OBJECTIVE:
Below is a set of entries. Reproduce exactly the lines from the one containing "Target: white lampshade" through the end, both included.
Begin RAW RECORDS
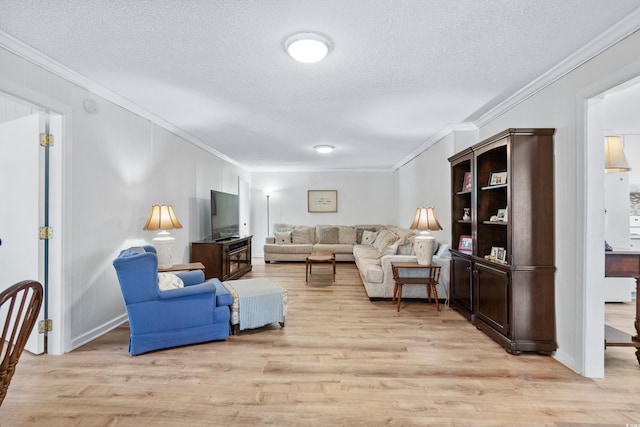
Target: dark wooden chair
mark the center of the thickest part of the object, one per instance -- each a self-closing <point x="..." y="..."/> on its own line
<point x="20" y="305"/>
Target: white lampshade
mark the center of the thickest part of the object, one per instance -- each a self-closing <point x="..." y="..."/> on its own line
<point x="163" y="218"/>
<point x="614" y="158"/>
<point x="425" y="220"/>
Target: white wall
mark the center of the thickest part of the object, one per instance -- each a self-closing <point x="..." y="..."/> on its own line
<point x="116" y="165"/>
<point x="363" y="198"/>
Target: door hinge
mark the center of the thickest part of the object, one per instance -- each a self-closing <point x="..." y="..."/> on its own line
<point x="46" y="140"/>
<point x="46" y="233"/>
<point x="45" y="325"/>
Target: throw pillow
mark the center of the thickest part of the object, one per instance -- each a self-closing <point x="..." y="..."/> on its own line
<point x="347" y="235"/>
<point x="368" y="237"/>
<point x="405" y="249"/>
<point x="283" y="237"/>
<point x="168" y="281"/>
<point x="385" y="238"/>
<point x="360" y="231"/>
<point x="327" y="235"/>
<point x="300" y="236"/>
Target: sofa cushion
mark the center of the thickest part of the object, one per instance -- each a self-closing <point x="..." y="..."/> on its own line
<point x="337" y="248"/>
<point x="168" y="281"/>
<point x="360" y="229"/>
<point x="384" y="238"/>
<point x="347" y="235"/>
<point x="301" y="236"/>
<point x="288" y="249"/>
<point x="391" y="249"/>
<point x="283" y="237"/>
<point x="279" y="227"/>
<point x="368" y="237"/>
<point x="327" y="235"/>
End RAW RECORDS
SOLUTION TO THE EXERCISE:
Target: white lampshade
mark the center of the thickest part of the object, one per instance -- each a self-closing <point x="..." y="..."/> on its own line
<point x="163" y="218"/>
<point x="614" y="158"/>
<point x="425" y="220"/>
Target: white wall
mark the center of the thickest part of the object, one per instance -- each a self-closing <point x="..." y="..."/> on its own line
<point x="116" y="165"/>
<point x="363" y="198"/>
Target: door hinge
mark the center of the thickest part of the object, one per instance -- each a self-closing <point x="..." y="..."/> on its own line
<point x="46" y="140"/>
<point x="46" y="233"/>
<point x="45" y="325"/>
Target: throw pillow
mark the center of the thickest part of the object, one per instance -- each a self-closing <point x="..." y="..."/> on its own line
<point x="347" y="235"/>
<point x="368" y="237"/>
<point x="405" y="249"/>
<point x="283" y="237"/>
<point x="168" y="281"/>
<point x="385" y="238"/>
<point x="360" y="231"/>
<point x="327" y="235"/>
<point x="300" y="236"/>
Target: sofa cushion
mark the center of the thickest part of the object, one per instance -- each a self-closing <point x="..." y="..."/> on its own line
<point x="337" y="248"/>
<point x="168" y="281"/>
<point x="360" y="229"/>
<point x="384" y="238"/>
<point x="347" y="235"/>
<point x="301" y="236"/>
<point x="288" y="249"/>
<point x="391" y="249"/>
<point x="283" y="237"/>
<point x="279" y="227"/>
<point x="368" y="237"/>
<point x="327" y="235"/>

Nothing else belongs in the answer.